Given exercise:
Can you return every line of the listing below verbatim, with nothing altered?

──────── Data shown ────────

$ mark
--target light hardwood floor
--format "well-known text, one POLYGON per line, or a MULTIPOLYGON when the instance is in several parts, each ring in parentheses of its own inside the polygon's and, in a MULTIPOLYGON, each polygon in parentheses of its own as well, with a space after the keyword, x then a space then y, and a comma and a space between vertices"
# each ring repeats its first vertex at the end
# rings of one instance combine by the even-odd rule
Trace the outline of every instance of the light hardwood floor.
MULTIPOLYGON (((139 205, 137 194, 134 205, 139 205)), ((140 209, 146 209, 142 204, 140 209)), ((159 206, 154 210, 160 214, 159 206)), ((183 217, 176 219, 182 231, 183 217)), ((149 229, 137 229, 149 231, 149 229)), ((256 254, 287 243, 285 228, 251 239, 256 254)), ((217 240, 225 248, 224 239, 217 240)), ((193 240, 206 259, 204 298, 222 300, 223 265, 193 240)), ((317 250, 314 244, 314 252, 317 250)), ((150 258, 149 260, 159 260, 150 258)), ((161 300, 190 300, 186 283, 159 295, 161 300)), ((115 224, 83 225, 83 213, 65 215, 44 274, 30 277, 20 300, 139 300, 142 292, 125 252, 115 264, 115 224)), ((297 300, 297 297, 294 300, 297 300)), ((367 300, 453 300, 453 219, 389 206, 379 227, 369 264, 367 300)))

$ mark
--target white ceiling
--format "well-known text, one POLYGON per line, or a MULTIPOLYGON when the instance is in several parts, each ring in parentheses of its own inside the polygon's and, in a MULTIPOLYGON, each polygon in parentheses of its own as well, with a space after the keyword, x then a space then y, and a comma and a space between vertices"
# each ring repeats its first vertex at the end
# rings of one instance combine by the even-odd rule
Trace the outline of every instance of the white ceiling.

────────

Task output:
$ mark
--target light hardwood floor
--format "well-known text, one POLYGON per line, or a MULTIPOLYGON when the instance is in several parts, each ring in parentheses of its own inside the polygon's and, in a MULTIPOLYGON, each polygon in parentheses of its own as well, with a space after the keyword, x then a space then y, and a comma and a space between vertices"
# each ring repeats its first vertex at the end
# rings of one instance combine by the even-odd rule
Trace the outline of every instance of the light hardwood floor.
MULTIPOLYGON (((139 205, 137 194, 134 205, 139 205)), ((140 209, 146 209, 142 204, 140 209)), ((159 206, 154 210, 160 214, 159 206)), ((183 217, 176 219, 182 231, 183 217)), ((149 229, 137 229, 149 231, 149 229)), ((256 254, 287 243, 285 228, 251 239, 256 254)), ((217 240, 225 248, 224 239, 217 240)), ((193 240, 206 259, 204 298, 222 300, 223 265, 193 240)), ((317 250, 314 244, 314 252, 317 250)), ((150 258, 149 260, 159 260, 150 258)), ((161 300, 190 300, 186 283, 159 295, 161 300)), ((115 224, 83 225, 83 213, 65 215, 44 274, 30 277, 20 300, 139 300, 142 292, 125 252, 115 264, 115 224)), ((297 300, 297 297, 294 300, 297 300)), ((367 300, 453 300, 453 219, 389 206, 379 227, 369 264, 367 300)))

$ mark
--target white ceiling
--format "well-known text, one POLYGON per line, or a MULTIPOLYGON when the instance is in several parts, each ring in parentheses of its own inside the polygon's and, in a MULTIPOLYGON, each polygon in parentheses of its own as well, with a space after the keyword, x then a space then y, and a comma and a space between vertices"
# each ring repeats its first vertex at the end
# rings of one instance combine by the even-odd rule
Trace the outline of every instance of the white ceiling.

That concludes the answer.